Data records:
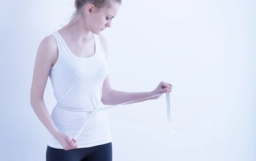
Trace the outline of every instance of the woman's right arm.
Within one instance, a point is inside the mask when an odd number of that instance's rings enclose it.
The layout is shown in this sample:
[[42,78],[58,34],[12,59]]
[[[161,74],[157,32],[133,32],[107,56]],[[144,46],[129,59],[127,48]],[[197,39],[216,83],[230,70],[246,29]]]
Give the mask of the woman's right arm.
[[33,109],[54,136],[58,131],[47,111],[44,94],[51,68],[58,56],[58,47],[55,38],[52,36],[45,37],[38,49],[30,91],[30,104]]
[[52,136],[65,150],[77,148],[76,140],[59,131],[51,118],[44,101],[44,94],[52,67],[58,60],[58,51],[55,38],[52,36],[44,38],[40,43],[35,58],[30,104],[36,115]]

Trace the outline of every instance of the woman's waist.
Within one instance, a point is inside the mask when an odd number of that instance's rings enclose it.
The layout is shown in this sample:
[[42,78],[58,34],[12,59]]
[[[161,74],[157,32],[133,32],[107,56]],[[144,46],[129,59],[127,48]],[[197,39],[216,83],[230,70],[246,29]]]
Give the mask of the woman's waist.
[[92,112],[96,108],[100,107],[103,105],[101,100],[86,101],[79,100],[72,101],[66,100],[58,101],[56,106],[60,108],[74,111]]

THE TASK - Format every one of the lines above as a Markdown table with two columns, Row and Line, numbering the rows and skipping blank lines. Leave the pictures out of the table.

SOLUTION TO THIS TASK -
| Row | Line |
|---|---|
| 1 | Trace the outline of every instance of the woman's right arm. |
| 2 | Within one instance, a point is inside the mask when an odd number of that instance's rings enclose it. |
| 3 | The layout is shown in this sample: |
| 4 | [[42,78],[58,34],[12,59]] |
| 5 | [[[161,74],[157,32],[133,32],[107,56]],[[144,46],[129,59],[127,48]],[[197,39],[216,83],[230,70],[246,29]]] |
| 6 | Give the mask of the woman's right arm. |
| 7 | [[33,109],[54,136],[58,131],[47,111],[44,94],[51,68],[58,56],[58,47],[55,38],[52,36],[45,37],[38,49],[30,91],[30,104]] |
| 8 | [[52,136],[65,150],[77,148],[76,140],[59,131],[51,118],[44,101],[44,94],[52,67],[58,60],[58,51],[55,38],[52,36],[44,38],[40,43],[35,58],[30,104],[36,115]] |
| 9 | Trace the outline of every instance of the woman's waist. |
| 10 | Within one instance, a point is inside the mask when an odd number of that instance's rings enclose it. |
| 11 | The layout is shown in this sample: |
| 12 | [[42,78],[58,34],[12,59]] |
| 13 | [[[161,74],[157,32],[133,32],[107,56]],[[144,46],[129,59],[127,48]],[[197,39],[216,83],[230,70],[246,29]]] |
| 14 | Give the mask of the woman's waist. |
| 15 | [[92,112],[96,108],[100,107],[103,105],[101,100],[86,101],[79,100],[72,101],[66,100],[58,101],[56,106],[60,108],[74,111]] |